++++ Extrait à lire ++++
Mais une théorie scientifique ne peut pas s'accommoder d'une irrégularité, même petite. Quand l'observation contredit la théorie, il faut remettre en cause soit la théorie soit l'observation. Peut-être que la théorie est fausse, ou au moins incomplète. Ou peut-être qu'on a fait un erreur en mesurant. Ou fait une erreur de calcul en appliquant la théorie. Ou oublié de prendre en compte un phénomène. Ou… Mais il y a forcément quelque chose. Il n'y a pas d'« exceptions qui confirment la règle ».
Vers le milieu du XIXe siècle, deux astronomes ont remarqué que les irrégularité de l'orbite d'Uranus pouvaient s'expliquer si le système solaire contenait une huitième planète encore inconnue. Ils ont calculé quelle devrait être l'orbite de cette planète. On a braqué les télescopes vers l'endroit calculé et on y a effectivement trouvé une planète, qui a été nommée Neptune.
L'irrégularité était expliquée, la théorie en ressortait plus forte que jamais.
À peu près à la même époque, une autre théorie physique très importante a été développée : la théorie de l'électromagnétisme de Maxwell. Les phénomènes qu'elle s'attelait à expliquer sont la lumière, l'électricité, les aimants, les ondes radio, etc., et elle expliquait des phénomènes bizarres, en particulier les interférences lumineuses. Elle n'a rien prédit d'aussi spectaculaire qu'une nouvelle planète, mais avait des applications pratiques très prometteuses.
Il y a quelque chose qui peu arriver de pire à des théories scientifiques que d'être contredites par l'observation : que deux théories solidement établies se contredisent.
Et c'est précisément ce qui est arrivé avec la mécanique de Newton et l'électromagnétisme de Maxwell : ces deux théories étaient fondamentalement incompatibles.
La théorie de Newton suppose que les lois de la physique s'appliquent de la même manière où qu'on se place pour les observer, même en mouvement. Qu'on soit à l'arrêt dans une gare ou dans un TGV à 300 km/h, les phénomènes, les prédictions sont les mêmes. Si le TGV est en train de négocier un virage, il y a des forces correctrices à ajouter, la théorie les prédit, rien de plus. On dit que l'observation depuis la gare ou depuis le TGV sont dans des référentiels différents, et la mécanique newtonienne repose sur l'idée que tous les référentiels qui bougent les uns par rapport aux autres à vitesse constante sont équivalents.
La théorie de Maxwell, de son côté, explique le fait que la lumière n'arrive pas instantanément, elle a une vitesse, même si elle est tellement énorme qu'elle est très difficile à observer. On connaissait néanmoins un ordre de grandeur de cette vitesse depuis plus d'un siècle et demi. L'explication est que la lumière est une onde, c'est à dire une vibration qui se propage. La corde d'un violon vibre, elle pousse l'air qui est juste à côté, qui pousse l'air qui est un peu plus loin, et ainsi de suite jusqu'à ce que ça arrive près des tympans de quelqu'un : le son est une onde. Les vagues à la surface de l'eau aussi.
++++
Consigne:
Pouvez-vous recopier fidèlement le passage de l'extrait sur les théories de Newton et de Maxwell, de « Il y a quelque » à « établies se contredisent. » ? Les lignes ne sont pas utiles ici.
++++ Données ++++
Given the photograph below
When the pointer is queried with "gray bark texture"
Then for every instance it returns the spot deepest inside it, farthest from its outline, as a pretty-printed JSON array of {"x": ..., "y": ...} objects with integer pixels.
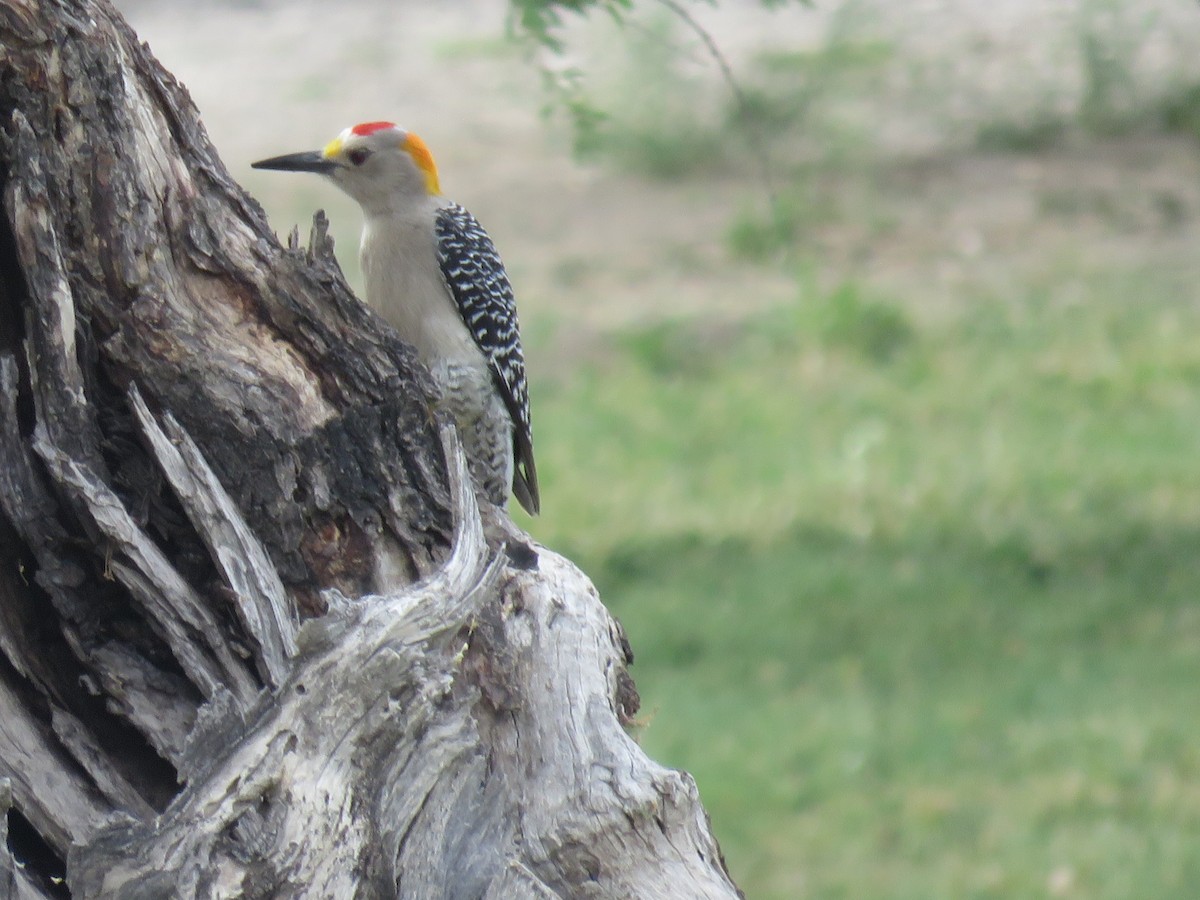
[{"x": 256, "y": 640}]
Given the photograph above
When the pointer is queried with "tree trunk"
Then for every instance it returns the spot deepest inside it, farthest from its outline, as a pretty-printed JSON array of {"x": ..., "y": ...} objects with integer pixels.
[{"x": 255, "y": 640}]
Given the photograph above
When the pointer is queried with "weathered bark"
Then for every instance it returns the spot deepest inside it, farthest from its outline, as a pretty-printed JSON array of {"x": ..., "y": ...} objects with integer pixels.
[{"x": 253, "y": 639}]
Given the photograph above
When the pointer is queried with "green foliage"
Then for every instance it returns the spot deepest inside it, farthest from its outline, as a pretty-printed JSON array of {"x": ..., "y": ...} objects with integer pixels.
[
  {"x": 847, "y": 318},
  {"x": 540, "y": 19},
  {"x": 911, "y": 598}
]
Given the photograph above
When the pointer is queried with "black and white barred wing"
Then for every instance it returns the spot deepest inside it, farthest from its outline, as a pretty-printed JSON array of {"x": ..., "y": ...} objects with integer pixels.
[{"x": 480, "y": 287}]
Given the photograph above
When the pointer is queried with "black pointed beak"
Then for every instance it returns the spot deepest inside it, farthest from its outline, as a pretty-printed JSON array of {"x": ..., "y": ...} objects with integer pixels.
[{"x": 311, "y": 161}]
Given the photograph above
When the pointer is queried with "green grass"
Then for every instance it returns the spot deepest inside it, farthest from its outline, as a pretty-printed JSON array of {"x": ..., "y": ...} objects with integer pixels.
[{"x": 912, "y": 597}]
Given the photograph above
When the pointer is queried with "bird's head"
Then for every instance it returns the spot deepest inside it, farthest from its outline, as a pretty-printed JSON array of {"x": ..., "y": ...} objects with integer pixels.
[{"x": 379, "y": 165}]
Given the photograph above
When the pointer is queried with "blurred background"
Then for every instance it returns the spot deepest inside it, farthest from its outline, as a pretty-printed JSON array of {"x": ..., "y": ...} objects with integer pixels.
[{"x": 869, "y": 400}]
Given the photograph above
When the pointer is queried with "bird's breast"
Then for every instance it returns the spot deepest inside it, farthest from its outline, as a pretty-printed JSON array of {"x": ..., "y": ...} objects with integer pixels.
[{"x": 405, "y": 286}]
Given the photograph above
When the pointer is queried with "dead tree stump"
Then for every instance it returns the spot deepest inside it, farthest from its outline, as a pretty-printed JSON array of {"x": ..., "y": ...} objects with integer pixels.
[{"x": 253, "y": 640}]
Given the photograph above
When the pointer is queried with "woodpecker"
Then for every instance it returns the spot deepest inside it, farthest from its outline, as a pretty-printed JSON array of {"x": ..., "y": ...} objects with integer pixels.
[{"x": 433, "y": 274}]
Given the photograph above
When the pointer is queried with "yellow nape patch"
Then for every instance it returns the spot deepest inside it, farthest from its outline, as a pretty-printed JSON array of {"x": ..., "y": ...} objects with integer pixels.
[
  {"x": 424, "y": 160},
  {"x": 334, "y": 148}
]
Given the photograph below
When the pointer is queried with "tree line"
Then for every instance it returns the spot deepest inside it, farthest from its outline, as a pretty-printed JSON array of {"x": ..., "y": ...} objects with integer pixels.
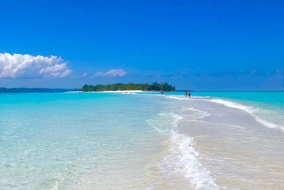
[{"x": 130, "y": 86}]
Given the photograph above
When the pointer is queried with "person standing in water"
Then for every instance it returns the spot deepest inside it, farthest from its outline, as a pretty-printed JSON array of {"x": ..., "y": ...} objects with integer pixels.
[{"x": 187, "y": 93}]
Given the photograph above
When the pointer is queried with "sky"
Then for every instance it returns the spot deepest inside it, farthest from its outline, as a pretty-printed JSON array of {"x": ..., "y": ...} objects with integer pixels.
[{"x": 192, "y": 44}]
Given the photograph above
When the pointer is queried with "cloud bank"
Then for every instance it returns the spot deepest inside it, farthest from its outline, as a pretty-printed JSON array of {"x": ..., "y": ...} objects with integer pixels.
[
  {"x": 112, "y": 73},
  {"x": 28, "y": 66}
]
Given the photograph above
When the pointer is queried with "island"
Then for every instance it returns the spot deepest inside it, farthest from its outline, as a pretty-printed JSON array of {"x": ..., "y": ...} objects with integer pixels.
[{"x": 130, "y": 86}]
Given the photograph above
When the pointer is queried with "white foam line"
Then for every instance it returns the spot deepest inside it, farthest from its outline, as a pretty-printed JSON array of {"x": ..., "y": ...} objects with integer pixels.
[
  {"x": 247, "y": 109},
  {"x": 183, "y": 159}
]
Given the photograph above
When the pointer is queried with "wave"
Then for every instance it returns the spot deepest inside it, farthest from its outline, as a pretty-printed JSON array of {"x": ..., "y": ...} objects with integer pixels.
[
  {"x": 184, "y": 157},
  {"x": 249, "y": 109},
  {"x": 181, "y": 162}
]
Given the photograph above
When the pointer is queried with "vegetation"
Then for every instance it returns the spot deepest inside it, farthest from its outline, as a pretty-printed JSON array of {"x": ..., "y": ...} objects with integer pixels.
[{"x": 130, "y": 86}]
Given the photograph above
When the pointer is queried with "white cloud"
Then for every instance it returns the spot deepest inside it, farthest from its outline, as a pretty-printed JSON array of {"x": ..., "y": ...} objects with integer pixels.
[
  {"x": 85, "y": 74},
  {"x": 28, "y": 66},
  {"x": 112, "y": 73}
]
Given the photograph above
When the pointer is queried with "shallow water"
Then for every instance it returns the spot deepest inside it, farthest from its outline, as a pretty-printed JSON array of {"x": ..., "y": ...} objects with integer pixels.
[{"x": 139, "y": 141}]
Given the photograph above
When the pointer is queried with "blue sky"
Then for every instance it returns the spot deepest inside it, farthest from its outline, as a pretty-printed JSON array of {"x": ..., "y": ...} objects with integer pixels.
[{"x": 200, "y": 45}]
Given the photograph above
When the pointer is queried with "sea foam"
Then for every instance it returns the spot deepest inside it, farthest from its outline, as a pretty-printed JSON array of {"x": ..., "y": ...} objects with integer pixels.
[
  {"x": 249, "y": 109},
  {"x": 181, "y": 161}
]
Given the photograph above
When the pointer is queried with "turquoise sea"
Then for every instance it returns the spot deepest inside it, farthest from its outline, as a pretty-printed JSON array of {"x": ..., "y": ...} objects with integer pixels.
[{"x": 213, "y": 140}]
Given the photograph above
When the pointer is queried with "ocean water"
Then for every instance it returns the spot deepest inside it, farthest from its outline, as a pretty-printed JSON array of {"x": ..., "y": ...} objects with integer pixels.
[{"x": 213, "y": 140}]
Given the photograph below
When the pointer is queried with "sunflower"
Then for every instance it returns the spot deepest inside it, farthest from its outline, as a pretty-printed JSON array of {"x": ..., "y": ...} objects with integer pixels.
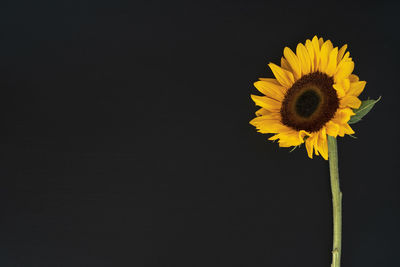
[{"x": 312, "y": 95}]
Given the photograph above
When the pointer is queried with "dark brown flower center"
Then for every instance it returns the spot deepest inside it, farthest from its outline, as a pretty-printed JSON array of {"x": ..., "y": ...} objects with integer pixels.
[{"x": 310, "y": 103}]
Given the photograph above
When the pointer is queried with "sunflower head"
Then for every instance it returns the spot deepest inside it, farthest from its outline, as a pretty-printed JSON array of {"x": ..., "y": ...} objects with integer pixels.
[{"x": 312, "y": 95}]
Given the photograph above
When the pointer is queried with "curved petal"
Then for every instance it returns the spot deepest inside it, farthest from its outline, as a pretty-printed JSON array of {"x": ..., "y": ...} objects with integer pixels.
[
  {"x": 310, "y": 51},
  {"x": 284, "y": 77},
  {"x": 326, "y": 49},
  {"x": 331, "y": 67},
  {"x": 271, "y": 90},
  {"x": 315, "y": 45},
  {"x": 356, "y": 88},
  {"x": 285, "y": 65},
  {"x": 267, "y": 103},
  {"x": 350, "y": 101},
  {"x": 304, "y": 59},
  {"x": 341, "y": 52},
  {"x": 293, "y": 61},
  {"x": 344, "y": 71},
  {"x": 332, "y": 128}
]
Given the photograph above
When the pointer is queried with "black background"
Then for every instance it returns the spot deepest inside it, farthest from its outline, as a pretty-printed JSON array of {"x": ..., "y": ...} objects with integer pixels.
++++
++++ Données ++++
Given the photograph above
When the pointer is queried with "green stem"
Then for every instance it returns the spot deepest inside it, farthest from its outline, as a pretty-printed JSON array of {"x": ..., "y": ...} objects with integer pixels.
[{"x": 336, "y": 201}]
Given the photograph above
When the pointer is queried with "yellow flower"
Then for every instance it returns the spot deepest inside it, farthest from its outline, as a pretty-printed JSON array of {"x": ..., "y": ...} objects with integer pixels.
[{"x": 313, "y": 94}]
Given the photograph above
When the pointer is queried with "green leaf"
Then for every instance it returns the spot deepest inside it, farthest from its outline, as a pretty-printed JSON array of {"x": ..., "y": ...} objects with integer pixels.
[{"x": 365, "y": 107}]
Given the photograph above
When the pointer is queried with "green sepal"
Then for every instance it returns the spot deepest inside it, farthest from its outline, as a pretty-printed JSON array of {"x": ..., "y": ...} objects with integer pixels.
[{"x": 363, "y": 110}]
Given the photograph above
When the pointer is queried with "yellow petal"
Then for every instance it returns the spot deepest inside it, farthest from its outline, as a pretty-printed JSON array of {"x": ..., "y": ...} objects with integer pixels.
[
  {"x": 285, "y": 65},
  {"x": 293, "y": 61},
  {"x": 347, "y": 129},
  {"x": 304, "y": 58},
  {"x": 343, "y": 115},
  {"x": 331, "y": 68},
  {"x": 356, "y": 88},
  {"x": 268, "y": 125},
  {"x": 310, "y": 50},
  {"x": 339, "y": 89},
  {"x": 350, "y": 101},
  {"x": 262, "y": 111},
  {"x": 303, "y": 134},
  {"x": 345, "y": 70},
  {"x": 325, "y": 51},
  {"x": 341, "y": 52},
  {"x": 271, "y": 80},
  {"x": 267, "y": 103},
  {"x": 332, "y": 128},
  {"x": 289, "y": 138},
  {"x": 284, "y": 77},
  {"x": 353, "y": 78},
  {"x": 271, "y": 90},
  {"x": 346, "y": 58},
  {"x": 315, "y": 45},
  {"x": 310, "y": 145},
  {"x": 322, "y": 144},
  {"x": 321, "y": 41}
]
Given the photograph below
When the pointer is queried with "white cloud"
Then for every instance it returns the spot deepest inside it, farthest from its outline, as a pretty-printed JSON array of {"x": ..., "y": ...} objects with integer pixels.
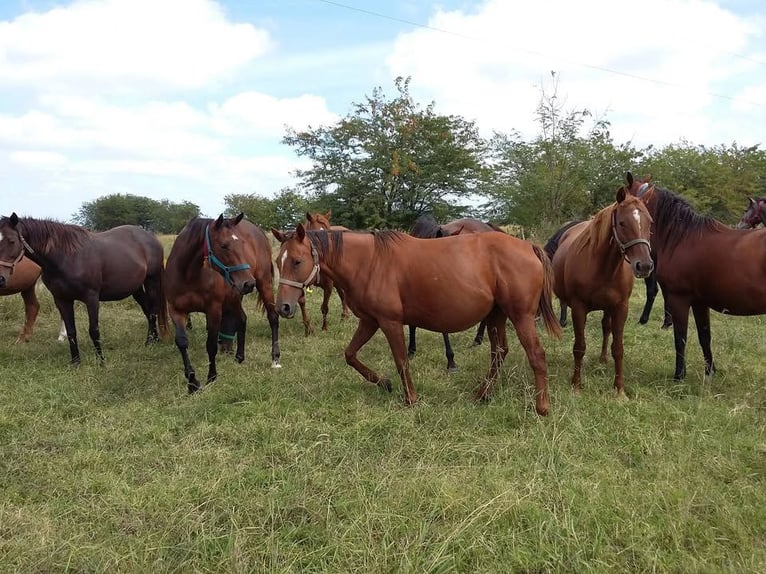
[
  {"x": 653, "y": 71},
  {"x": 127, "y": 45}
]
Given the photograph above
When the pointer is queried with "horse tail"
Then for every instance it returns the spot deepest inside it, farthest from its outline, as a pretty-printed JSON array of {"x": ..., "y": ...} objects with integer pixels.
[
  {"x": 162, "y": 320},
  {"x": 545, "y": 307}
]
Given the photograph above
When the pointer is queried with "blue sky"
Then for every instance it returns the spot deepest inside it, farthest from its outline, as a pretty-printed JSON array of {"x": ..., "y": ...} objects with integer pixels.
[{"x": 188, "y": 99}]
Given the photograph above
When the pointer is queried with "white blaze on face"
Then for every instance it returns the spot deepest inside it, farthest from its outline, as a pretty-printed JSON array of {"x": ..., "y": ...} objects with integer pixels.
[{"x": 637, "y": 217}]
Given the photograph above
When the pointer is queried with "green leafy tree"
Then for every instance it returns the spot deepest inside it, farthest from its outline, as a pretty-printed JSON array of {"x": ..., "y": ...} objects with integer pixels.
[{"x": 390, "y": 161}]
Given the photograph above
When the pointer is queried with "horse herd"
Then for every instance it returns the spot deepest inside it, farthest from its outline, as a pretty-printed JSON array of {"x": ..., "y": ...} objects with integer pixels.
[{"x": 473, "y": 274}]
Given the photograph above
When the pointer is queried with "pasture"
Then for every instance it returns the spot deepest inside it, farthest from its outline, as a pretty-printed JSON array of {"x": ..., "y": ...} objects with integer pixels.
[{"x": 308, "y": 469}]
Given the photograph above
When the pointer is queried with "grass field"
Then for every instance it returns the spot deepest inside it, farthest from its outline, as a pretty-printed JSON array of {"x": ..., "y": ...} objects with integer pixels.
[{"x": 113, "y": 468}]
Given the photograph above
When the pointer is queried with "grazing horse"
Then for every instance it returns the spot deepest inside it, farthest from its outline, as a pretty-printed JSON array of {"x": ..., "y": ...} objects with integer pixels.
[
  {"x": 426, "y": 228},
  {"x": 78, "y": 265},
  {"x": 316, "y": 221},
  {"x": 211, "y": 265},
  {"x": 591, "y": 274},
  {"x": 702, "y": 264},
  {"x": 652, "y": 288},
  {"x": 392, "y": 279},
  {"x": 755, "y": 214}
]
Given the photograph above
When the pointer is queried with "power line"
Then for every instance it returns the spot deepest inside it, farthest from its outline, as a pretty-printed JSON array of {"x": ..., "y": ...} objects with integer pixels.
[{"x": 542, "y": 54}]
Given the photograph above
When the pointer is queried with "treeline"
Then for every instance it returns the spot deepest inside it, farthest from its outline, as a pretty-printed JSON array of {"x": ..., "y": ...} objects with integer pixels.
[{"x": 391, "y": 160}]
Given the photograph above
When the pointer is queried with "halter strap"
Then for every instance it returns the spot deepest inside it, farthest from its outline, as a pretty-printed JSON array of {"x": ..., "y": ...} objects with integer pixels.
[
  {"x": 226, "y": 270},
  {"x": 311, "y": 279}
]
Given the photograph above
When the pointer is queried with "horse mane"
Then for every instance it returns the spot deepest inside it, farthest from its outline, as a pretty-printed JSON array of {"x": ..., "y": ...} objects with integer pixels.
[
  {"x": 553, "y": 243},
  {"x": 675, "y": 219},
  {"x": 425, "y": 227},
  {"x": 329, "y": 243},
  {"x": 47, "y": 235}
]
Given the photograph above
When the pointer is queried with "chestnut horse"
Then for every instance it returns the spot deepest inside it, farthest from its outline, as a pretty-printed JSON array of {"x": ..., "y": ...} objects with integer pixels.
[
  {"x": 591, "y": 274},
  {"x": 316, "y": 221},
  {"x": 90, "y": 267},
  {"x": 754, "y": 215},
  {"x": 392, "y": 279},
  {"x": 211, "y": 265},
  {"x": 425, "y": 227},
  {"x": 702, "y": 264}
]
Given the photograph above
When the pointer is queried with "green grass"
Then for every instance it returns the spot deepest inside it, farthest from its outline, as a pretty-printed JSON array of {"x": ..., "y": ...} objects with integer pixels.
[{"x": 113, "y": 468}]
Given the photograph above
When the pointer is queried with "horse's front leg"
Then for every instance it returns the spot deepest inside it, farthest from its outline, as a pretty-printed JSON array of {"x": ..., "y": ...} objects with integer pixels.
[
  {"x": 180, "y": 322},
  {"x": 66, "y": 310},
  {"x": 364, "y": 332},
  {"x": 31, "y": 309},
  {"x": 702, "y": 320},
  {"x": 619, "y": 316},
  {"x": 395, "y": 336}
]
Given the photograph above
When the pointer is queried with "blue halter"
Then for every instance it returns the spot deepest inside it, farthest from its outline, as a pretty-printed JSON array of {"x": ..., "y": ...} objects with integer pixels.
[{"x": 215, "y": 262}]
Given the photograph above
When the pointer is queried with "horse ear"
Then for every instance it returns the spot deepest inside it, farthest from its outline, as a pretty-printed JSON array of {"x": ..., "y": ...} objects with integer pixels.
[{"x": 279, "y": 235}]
++++
Résultat attendu:
Il y a quelque chose qui peu arriver de pire à des théories scientifiques que d'être contredites par l'observation : que deux théories solidement établies se contredisent.